What is asked
Extract every line of the listing that contains the string "wheel", copying each such line in full.

Records shown
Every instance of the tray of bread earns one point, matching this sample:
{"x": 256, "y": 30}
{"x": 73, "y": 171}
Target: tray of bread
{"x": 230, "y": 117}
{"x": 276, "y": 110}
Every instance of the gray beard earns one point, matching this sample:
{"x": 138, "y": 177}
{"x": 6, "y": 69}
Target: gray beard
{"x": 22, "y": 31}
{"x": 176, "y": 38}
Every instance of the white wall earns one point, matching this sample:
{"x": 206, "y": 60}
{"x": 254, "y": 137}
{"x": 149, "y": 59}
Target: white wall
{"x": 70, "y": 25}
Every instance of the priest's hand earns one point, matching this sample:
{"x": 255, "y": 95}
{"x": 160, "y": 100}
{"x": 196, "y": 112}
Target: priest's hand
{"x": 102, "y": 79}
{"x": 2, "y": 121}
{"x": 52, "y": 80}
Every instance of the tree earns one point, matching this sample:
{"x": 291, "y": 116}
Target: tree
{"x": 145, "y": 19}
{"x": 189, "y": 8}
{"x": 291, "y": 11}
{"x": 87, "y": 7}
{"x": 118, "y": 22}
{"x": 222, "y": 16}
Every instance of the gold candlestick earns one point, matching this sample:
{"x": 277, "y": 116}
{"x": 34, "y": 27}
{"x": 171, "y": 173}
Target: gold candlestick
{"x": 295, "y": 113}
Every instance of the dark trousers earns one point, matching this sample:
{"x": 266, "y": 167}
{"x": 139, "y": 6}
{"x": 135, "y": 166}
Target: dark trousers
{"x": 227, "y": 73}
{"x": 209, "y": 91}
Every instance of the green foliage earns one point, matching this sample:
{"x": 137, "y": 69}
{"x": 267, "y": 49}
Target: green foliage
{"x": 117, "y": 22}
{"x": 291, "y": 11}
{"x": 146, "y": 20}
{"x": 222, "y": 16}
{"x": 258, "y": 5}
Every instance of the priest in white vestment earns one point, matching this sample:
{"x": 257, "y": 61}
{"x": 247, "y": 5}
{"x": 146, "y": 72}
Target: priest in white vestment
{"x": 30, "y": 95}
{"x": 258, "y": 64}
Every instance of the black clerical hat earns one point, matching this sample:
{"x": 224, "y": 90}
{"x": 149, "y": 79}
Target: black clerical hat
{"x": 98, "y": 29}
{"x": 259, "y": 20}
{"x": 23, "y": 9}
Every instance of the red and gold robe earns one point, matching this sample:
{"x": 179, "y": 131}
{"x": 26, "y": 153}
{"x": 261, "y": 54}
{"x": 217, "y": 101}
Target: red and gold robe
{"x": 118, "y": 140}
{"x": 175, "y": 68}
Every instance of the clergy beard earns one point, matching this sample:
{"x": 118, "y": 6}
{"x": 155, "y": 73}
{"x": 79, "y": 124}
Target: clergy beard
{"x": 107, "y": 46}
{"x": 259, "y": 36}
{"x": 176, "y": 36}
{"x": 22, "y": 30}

==

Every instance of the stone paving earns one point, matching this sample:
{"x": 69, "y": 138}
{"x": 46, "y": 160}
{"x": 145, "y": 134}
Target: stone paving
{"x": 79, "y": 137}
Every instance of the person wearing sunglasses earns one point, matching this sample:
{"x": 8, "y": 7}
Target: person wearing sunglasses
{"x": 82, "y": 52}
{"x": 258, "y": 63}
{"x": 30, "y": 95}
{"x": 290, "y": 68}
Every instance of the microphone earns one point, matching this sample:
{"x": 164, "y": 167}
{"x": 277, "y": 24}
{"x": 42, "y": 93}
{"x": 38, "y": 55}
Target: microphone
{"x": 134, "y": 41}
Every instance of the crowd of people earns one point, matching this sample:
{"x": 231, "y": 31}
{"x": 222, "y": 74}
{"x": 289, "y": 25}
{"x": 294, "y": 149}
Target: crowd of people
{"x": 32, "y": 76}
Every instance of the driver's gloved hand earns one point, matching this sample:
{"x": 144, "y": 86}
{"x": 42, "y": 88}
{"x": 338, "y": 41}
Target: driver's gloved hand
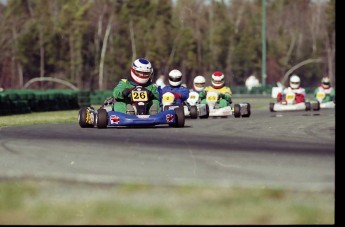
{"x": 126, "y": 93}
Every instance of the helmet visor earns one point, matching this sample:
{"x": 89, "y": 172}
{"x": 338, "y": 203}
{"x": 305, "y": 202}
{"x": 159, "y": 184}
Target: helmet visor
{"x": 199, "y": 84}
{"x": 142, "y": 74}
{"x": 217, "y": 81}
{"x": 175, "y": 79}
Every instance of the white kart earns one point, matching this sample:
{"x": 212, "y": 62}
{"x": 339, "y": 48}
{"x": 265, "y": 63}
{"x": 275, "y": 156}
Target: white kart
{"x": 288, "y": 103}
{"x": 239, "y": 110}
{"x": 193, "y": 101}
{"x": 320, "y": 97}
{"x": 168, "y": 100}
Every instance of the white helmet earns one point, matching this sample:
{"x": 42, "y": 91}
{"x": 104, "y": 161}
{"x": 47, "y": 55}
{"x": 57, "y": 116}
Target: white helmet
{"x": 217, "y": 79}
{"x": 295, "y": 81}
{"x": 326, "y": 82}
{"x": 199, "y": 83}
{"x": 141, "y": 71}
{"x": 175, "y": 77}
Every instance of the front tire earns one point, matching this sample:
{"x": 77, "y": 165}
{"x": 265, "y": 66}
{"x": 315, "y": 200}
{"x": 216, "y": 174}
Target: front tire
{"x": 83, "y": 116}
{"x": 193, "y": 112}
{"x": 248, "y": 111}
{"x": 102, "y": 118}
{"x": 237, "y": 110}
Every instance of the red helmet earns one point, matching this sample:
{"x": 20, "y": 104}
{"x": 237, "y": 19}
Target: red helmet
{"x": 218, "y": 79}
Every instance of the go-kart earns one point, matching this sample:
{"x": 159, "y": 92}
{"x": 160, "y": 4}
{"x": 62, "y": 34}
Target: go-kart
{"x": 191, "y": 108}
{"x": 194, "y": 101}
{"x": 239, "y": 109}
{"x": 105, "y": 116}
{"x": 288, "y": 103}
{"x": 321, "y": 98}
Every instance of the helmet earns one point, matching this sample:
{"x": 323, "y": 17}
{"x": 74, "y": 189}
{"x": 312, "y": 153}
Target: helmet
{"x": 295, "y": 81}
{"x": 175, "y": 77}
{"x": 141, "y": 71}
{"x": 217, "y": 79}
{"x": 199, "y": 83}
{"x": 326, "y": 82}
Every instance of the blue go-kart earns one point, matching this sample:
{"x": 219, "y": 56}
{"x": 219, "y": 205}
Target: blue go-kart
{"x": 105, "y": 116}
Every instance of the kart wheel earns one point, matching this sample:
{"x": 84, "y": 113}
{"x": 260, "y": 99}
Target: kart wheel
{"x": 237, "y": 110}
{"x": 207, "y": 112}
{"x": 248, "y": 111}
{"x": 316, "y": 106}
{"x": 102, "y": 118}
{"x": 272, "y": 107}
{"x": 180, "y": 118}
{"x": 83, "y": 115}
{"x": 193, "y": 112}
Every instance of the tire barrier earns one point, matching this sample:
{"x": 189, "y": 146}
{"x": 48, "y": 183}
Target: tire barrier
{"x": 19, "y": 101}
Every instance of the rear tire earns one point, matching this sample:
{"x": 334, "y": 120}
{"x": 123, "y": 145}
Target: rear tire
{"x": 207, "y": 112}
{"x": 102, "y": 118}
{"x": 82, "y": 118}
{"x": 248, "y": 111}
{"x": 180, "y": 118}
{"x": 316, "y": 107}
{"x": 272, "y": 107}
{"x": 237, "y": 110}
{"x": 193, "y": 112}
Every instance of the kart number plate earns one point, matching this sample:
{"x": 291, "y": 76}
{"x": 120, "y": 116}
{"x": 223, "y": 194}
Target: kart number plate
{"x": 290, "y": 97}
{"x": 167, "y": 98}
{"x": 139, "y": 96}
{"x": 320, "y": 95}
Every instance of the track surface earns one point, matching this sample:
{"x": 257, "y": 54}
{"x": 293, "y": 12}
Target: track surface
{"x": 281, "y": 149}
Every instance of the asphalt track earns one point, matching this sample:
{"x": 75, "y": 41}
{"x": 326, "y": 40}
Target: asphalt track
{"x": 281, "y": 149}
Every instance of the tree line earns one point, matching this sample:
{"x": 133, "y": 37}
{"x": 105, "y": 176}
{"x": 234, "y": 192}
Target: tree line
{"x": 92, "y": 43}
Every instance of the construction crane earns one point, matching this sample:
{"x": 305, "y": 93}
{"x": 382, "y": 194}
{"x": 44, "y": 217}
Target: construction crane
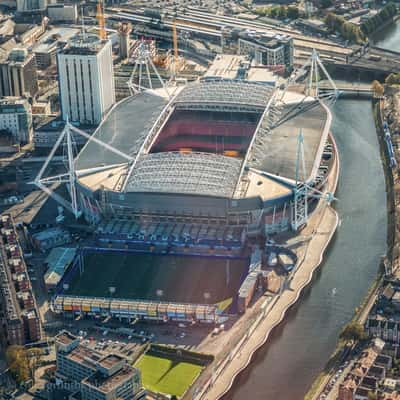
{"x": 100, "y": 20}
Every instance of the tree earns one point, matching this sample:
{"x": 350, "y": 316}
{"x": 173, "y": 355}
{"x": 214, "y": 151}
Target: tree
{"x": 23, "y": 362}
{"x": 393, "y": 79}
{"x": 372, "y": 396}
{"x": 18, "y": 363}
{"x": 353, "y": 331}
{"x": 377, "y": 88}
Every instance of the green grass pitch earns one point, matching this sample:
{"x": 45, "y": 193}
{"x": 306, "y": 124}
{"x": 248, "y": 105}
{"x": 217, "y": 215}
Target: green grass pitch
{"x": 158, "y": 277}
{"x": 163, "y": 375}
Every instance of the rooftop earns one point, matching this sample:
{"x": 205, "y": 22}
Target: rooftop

Task answer
Every instance of the kart wheel earns one point, matching this sample:
Target: kart wheel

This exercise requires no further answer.